* _PROBLEMS TO SOLVE_
A - Answer these from the Editor's Desk note:
(i) Where will FORTUNE convene its ninth Global Forum?
(ii) How many pages are the international editions devoting to the topic?
(iii) In what year did Tom Alexander write about his own prostate cancer?
B - Write out everything in the Editor's Desk note from "Thirty-four years before" down to "learning from him.".
C - Decide whether each statement agrees with the Editor's Desk note, answering yes or no and quoting the words that settle it:
(i) Clay Chandler's inside look at the business school runs only in the international editions.
(ii) Tom Alexander wrote about the Apollo moon shot in 1963.
(iii) Tom Alexander died of cancer.

* _TEXT SECTION_
↓

Editor's Desk
By Eric Pooley/Managing Editor

(FORTUNE Magazine) – Later this month at the Temple of Heaven in Beijing, FORTUNE convenes its ninth Global Forum--a remarkable gathering of CEOs, heads of state, and thinkers who will train their minds on a signature topic of our time: China's rapidly evolving, enormously unpredictable role in the world. FORTUNE's international editions are devoting 16 pages to the topic; the revelatory heart of that package, Asia editor Clay Chandler's inside look at how China's best business school is rewiring (and Westernizing) the country's economic elite, appears in the U.S. edition as well. So do author Daniel Yergin's expert consideration of how China's thirst for oil is butting up against global politics and editor-at-large Geoffrey Colvin's stern wake-up call to all those Americans who so like to whine about the China trade threat. "America's trade deficit hit an all-time record last year," writes Geoff. "But we're running a massive trade surplus in nonsense." There'll be plenty more of that kind of straight talk in Beijing--and a dispatch from the conference in a future issue.

Thirty-four years before Harvard's Larry Summers got into trouble for musing about innate differences between men and women, Tom Alexander tackled the subject in these pages. "'Nature vs. nurture' is the wrong formulation," he wrote, preferring the "complex interaction" between the two. In his decades as a FORTUNE writer and editor, Tom instructed us about everything from the Apollo moon shot (in 1963, six years before it happened) to his own prostate cancer (in 1993). He died of a neurological disorder last month. But we're still learning from him.

↑

* _RECORDS PROVIDED_

↓

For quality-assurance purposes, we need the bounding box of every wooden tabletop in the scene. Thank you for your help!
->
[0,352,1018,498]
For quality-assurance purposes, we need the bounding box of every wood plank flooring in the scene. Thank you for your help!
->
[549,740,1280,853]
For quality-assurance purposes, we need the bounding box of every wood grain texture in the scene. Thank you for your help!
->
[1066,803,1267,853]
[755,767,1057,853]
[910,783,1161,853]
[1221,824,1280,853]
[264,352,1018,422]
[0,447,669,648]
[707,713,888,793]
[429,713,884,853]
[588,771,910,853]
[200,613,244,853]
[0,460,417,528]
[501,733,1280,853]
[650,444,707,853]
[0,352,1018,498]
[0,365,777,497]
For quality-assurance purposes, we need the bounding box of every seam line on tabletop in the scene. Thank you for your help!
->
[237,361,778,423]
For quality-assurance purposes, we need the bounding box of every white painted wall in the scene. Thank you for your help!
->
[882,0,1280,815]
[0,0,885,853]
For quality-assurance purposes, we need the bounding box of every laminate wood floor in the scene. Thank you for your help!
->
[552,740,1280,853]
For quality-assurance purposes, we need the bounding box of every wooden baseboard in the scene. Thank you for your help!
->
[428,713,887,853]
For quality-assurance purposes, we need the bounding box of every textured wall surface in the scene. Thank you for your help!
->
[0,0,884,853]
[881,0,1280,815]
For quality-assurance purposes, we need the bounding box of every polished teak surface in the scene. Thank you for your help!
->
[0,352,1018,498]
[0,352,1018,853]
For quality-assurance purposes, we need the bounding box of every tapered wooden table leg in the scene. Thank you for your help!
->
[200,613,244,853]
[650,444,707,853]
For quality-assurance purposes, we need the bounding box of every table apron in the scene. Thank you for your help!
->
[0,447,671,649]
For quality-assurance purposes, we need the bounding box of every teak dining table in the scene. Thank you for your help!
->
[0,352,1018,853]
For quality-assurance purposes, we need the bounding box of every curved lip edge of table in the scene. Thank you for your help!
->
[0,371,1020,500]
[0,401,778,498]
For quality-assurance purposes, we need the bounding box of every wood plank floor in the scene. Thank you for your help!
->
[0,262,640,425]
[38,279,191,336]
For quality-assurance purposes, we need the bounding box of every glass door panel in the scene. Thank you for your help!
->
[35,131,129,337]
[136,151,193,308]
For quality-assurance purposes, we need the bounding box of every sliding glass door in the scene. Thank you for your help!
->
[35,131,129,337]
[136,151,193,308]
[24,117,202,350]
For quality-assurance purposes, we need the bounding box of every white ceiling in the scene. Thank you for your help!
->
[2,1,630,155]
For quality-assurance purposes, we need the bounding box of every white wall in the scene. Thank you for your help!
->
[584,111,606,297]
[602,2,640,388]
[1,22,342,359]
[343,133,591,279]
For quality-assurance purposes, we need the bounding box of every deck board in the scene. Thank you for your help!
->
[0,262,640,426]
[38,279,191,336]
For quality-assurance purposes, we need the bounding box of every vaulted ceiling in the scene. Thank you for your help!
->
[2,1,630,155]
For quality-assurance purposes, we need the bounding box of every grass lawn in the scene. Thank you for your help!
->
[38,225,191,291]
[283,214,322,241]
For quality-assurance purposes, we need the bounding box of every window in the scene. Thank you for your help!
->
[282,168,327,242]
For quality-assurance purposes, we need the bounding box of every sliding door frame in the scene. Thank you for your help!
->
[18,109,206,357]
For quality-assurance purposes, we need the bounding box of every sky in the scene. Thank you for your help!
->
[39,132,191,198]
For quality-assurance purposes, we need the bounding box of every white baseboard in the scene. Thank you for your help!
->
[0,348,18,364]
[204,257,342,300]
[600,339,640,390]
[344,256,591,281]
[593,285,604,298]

↑

* _RESPONSE LIST_
A -
(i) At the Temple of Heaven in Beijing.
(ii) 16 pages.
(iii) 1993.

B -
Thirty-four years before Harvard's Larry Summers got into trouble for musing about innate differences between men and women, Tom Alexander tackled the subject in these pages. "'Nature vs. nurture' is the wrong formulation," he wrote, preferring the "complex interaction" between the two. In his decades as a FORTUNE writer and editor, Tom instructed us about everything from the Apollo moon shot (in 1963, six years before it happened) to his own prostate cancer (in 1993). He died of a neurological disorder last month. But we're still learning from him.

C -
(i) No: "appears in the U.S. edition as well."
(ii) Yes: "the Apollo moon shot (in 1963, six years before it happened)"
(iii) No: "He died of a neurological disorder last month."